# Passage given
----------------------------------------

Why I Am Not A Liberal

I’ve suggested a number of times that I’m not a liberal; I’m uncomfortable with the ways bedfellows get parceled out by the superficial horse-race-consciousness of theological partisanship (“And it’s Gay Bishop by a nose!”). A while back, I offered to spell out why I don’t fit with the faction to which I’m usually assigned; “I’m not a liberal, because. . .”

In what follows, I’ll be using the term “liberal” in a conversational way, not as a technical term in political theory, or U.S. electoral politics, or even in technical theology. Many people would be inclined to call me a liberal because I believe that the Church’s wisest way forward includes admitting lesbian and gay people to sanctified intimate relationships, and to the highest roles of church leadership; it’s that sense of the word “liberal” that does not fit.

  • First, I don’t construe faith or theology as a discourse supplementary to the real, genuine, scientific accounts of truth. After science, philosophy, history, sociology, and psychology have sated themselves at the table of knowledge — theology does not come in late to gnaw on the problems that other discourses either can’t or don’t care to resolve.
    I’m not against scientific inquiry — I just confess the faith that the saints know something about the world that one doesn’t learn apart from life in the church. The gospel is not dispensable in deliberation about truth. When somebody begins talking about “what we all know now” (based on X or Y non-theological master discourse), I realize that they are talking about a “we” that operates with presuppositions I just don’t share.
  • Second, I do not accept the premise that change and novelty are good in and of themselves. The church is a body that includes generations past as well as its present participants — and it must bear in mind its responsibility to generations yet unborn. Those of us active in the church this year constitute a relatively insignificant proportion of the church’s life, and it behooves us to show respect for the saints who have bequeathed this endeavor to us by not casually shucking off the life and teachings they have died to uphold, and by not impetuously imposing our will as a norm for future saints. We frame decisions in ways that show the maximal respect for all our forebears and all our children. Though the church can err, that’s not the same thing as the “liberal” notion that “up till this moment everything was a barbaric kludge, and now we’ve finally understood things right.” I affirm the need always to be ready to reassess the church’s teaching (especially on matters about which the church has never before undertaken comprehensive deliberation); I deny that the church needs to play the modern game of continual (illusory) self-reinvention.
  • Third, my humanism is always conditioned by my theocentricity. Human beings are pretty cool, and our capacities extend beyond anyone’s imagination — but Protagoras to the contrary notwithstanding, we are not the measure of all things.

----------------------------------------

# Problems to work on
**a.** According to the essay on not being a liberal, what belief leads many people to call the writer a liberal?
**b.** Resume the essay on not being a liberal after its final sentence and carry the argument on in the same voice.

----------------------------------------

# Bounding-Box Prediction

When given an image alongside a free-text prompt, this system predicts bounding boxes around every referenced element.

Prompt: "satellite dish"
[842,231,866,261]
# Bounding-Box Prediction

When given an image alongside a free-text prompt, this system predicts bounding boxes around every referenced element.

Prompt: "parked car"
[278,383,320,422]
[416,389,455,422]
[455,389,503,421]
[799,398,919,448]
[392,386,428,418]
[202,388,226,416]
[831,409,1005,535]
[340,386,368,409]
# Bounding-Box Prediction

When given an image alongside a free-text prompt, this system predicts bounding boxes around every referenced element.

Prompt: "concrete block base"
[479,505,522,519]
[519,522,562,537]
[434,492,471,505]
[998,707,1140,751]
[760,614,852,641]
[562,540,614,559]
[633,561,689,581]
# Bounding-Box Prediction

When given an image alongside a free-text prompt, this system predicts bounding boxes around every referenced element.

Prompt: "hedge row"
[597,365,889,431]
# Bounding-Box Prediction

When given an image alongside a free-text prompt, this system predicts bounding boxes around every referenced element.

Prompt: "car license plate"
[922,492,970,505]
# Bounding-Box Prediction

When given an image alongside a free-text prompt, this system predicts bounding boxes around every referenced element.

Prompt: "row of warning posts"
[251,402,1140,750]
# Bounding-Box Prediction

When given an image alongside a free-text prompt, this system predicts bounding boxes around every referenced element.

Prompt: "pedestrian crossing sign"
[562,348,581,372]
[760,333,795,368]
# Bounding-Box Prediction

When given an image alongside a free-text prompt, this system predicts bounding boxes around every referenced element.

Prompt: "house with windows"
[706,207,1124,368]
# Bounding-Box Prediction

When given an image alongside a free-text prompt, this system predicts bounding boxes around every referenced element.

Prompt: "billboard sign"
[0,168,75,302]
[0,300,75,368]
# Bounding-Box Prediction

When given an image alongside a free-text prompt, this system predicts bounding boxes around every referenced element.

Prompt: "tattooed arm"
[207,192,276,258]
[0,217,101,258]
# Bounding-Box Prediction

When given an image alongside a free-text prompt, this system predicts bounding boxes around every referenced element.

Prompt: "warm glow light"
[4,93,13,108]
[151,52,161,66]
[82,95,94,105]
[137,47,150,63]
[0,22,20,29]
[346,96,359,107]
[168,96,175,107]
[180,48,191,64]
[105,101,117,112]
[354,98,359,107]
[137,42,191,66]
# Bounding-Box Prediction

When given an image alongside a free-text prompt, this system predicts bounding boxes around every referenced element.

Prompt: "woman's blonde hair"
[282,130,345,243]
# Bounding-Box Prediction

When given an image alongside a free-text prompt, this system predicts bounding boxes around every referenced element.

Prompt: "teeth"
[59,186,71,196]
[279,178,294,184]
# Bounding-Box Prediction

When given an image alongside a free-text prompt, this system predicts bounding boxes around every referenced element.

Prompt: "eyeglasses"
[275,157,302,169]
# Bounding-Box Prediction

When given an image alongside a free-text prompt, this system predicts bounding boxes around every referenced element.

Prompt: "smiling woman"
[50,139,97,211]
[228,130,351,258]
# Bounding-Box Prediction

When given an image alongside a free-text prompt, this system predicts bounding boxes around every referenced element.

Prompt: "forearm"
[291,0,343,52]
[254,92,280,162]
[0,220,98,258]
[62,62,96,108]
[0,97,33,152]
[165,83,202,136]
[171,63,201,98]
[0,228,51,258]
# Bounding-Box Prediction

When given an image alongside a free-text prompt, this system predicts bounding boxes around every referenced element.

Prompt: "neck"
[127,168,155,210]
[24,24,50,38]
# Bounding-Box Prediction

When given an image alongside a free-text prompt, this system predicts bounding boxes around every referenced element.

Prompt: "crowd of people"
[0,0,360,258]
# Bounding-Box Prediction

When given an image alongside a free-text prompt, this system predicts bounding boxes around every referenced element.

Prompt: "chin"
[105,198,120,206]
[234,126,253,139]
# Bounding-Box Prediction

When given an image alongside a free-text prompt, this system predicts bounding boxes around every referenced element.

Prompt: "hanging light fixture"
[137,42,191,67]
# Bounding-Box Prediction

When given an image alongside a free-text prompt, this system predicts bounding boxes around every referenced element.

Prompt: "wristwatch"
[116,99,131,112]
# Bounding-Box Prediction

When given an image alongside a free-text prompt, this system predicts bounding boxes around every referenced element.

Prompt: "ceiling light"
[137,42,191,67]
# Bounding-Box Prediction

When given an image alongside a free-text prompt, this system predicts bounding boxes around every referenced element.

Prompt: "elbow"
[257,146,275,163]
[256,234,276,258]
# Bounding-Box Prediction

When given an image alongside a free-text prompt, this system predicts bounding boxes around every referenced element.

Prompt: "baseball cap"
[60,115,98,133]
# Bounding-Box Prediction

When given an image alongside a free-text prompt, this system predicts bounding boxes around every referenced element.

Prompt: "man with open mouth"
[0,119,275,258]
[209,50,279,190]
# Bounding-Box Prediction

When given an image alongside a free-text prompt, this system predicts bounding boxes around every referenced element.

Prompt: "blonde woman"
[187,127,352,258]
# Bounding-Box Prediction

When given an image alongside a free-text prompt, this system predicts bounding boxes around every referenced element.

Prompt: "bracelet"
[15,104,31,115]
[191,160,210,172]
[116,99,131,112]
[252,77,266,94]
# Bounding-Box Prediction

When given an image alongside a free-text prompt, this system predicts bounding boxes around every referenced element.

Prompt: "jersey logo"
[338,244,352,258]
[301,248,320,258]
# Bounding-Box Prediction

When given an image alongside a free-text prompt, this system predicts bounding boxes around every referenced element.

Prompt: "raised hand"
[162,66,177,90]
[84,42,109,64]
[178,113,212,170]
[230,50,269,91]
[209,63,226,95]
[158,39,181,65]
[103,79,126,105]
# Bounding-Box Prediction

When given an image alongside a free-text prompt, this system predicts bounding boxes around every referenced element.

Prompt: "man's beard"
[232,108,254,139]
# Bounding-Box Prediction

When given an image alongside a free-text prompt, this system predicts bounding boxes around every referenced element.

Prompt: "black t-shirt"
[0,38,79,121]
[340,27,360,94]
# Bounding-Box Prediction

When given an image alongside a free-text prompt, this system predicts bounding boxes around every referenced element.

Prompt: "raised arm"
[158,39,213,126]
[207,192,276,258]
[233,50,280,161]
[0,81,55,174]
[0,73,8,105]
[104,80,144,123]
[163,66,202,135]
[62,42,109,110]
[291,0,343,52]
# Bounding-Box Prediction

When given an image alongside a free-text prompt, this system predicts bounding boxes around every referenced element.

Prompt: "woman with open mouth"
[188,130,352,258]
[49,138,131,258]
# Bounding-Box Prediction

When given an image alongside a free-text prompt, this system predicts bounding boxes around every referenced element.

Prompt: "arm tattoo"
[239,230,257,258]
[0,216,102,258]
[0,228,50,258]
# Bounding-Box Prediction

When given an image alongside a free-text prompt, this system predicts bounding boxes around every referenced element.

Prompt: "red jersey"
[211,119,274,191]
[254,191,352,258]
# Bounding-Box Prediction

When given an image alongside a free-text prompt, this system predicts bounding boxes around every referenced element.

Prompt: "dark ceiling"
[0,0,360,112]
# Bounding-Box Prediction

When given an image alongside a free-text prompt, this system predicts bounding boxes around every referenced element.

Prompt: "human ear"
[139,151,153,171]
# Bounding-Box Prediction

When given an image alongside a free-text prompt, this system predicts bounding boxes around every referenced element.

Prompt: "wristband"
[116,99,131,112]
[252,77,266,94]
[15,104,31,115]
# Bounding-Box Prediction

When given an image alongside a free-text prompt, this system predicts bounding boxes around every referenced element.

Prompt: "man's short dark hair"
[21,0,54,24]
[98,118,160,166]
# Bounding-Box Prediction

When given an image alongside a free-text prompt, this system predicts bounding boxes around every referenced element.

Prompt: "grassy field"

----------------------------------------

# Answers per task
**a.** The belief that the Church's wisest way forward includes admitting lesbian and gay people to sanctified intimate relationships and to the highest roles of church leadership.

**b.**
  • So, fourth, God is not there to make us feel better or to affirm us as we are. We confess that we will be transformed in ways we neither control nor anticipate in advance. That implies that our selves bear witness to God’s truth not by the extent to which a hypothetical account of God assures us satisfactorily of our own goodness; rather, we bear witness to God’s truth by allowing that we will be changed apart from our desires (our desires themselves will be changed). If we can stipulate in advance what God must be willing to do, how God must relate to us in order to win our approval, we are no longer talking about God or faith as I understand them.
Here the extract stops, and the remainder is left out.